While the majority of the life science research community is still evaluating this technology, a new breed of cloud computing service middlemen has emerged, promising bench biologists easy access to the cloud. These vendors essentially act as a service layer between the user and those that host the cloud such as Amazon, Microsoft, Google, or IBM. One company, DNAnexus, announced in late April the launch of a service that provides users with an interface to the cloud for analyzing and managing next-generation DNA sequencing data by uploading data sets generated by the Illumina Genome Analyzer and HiSeq systems or Life Technologies' SOLiD systems. "One of the challenges with the cloud is that it's just a bunch of hardware and infrastructure. To really take advantage of it, you have to build a layer on top of it, and that's how we see ourselves," says DNAnexus co-founder and CEO Andreas Sundquist.
The team's solution handles many of the tasks involved in utilizing the cloud, such as setting virtual compute nodes and parsing out which analysis jobs can be run in parallel.
Daniela Kenzelmann Broz, a postdoctoral researcher at Stanford University, says that DNAnexus allows her to do her own ChIP-seq and RNA-seq data analyses and have control over the analysis parameters without having any computer programming knowledge. "Without DNAnexus, I would have depended on collaborations for the analysis of my data," she says. "Also, we don't have the infrastructure in the lab for storage of huge amounts of data, so it is extremely convenient for us that the data for my samples is stored online."

:: MATERIAL PROVIDED ::
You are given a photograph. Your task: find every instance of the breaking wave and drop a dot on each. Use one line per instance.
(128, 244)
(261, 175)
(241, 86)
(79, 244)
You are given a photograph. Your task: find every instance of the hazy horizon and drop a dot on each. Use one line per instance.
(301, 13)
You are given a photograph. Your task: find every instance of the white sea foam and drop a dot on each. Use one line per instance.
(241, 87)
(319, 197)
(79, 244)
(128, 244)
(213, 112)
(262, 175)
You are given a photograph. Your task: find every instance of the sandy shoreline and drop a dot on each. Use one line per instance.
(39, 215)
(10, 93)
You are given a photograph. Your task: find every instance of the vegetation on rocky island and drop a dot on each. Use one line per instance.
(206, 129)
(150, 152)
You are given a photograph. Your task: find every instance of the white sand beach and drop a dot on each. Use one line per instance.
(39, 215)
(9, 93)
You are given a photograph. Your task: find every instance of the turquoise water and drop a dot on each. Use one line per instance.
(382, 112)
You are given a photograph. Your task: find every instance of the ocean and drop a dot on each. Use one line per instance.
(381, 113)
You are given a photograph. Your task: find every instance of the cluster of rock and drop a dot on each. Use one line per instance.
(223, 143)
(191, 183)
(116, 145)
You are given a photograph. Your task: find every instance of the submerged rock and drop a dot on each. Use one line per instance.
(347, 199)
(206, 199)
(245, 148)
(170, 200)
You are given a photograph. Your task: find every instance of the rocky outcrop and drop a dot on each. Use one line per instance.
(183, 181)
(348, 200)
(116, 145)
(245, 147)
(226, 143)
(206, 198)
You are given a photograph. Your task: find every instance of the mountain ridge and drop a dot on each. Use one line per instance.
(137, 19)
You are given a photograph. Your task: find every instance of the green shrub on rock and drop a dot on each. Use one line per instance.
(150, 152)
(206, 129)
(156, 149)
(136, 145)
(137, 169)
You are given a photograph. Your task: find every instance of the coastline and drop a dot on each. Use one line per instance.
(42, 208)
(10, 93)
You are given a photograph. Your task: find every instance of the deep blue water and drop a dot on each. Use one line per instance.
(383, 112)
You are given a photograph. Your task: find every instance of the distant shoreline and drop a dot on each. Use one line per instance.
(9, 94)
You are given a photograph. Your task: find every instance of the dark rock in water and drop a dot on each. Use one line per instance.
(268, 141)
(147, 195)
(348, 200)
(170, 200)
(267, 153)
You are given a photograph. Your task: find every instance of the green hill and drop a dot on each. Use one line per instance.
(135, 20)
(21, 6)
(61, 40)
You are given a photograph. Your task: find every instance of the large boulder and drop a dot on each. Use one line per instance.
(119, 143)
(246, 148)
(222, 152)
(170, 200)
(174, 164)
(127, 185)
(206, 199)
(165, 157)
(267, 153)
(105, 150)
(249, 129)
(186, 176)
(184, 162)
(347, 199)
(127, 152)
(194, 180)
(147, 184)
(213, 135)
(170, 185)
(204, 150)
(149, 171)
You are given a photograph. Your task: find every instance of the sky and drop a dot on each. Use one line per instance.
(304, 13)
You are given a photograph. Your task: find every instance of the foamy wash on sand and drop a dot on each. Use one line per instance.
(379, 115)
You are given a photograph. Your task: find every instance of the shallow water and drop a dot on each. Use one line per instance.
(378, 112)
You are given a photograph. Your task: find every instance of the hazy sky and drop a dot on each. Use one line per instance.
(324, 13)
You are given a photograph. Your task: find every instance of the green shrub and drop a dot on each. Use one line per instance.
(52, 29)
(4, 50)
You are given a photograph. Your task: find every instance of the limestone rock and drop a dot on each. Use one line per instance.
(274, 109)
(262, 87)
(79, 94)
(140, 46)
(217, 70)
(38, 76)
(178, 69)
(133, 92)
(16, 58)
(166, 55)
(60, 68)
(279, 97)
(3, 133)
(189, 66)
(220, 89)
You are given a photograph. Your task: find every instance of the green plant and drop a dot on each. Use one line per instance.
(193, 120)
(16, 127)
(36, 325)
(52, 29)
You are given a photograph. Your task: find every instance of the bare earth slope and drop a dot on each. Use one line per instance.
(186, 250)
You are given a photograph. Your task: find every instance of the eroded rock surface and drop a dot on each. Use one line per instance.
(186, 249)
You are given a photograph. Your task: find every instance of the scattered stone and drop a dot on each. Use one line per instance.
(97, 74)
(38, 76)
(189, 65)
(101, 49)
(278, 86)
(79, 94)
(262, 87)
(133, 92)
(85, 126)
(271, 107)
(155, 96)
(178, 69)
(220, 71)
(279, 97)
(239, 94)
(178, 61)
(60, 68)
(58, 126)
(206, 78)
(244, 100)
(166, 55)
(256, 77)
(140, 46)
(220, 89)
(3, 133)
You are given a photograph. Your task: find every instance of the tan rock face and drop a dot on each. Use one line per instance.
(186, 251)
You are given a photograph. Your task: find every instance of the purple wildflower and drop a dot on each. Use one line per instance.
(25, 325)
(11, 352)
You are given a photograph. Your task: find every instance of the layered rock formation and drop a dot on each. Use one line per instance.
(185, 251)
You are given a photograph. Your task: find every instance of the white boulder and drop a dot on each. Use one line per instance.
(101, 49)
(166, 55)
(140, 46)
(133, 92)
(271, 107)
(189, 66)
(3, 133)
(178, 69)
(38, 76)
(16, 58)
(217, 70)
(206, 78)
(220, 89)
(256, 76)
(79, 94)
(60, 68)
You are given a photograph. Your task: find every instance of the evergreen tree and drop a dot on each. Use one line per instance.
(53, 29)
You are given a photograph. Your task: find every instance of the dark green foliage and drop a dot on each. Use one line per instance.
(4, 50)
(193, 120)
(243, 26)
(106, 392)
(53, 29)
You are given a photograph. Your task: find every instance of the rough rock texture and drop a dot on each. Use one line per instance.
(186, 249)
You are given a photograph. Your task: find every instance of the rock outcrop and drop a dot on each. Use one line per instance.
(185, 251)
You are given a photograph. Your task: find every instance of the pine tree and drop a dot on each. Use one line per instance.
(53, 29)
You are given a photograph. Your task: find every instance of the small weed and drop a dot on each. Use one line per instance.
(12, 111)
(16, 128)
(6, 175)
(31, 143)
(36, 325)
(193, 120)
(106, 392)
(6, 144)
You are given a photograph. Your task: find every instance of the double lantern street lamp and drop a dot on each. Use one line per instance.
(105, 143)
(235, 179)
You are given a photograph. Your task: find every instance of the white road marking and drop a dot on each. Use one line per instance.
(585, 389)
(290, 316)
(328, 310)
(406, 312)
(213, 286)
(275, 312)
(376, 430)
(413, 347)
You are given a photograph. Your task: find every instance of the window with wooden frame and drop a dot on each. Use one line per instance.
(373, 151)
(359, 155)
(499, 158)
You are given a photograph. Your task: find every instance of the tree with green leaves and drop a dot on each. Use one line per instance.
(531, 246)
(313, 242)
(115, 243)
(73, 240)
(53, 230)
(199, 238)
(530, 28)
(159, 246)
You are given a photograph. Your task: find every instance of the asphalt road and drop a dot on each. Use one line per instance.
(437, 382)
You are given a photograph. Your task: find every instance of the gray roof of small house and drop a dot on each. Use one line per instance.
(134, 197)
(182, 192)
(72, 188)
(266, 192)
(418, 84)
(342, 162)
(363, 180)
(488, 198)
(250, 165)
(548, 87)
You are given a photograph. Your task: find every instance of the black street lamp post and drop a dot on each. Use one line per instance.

:: PROBLEM TO SOLVE ::
In the cloud computing excerpt, what kinds of data analyses does the Stanford postdoctoral researcher say DNAnexus lets her do on her own?

:: THE ANSWER ::
ChIP-seq and RNA-seq data analyses.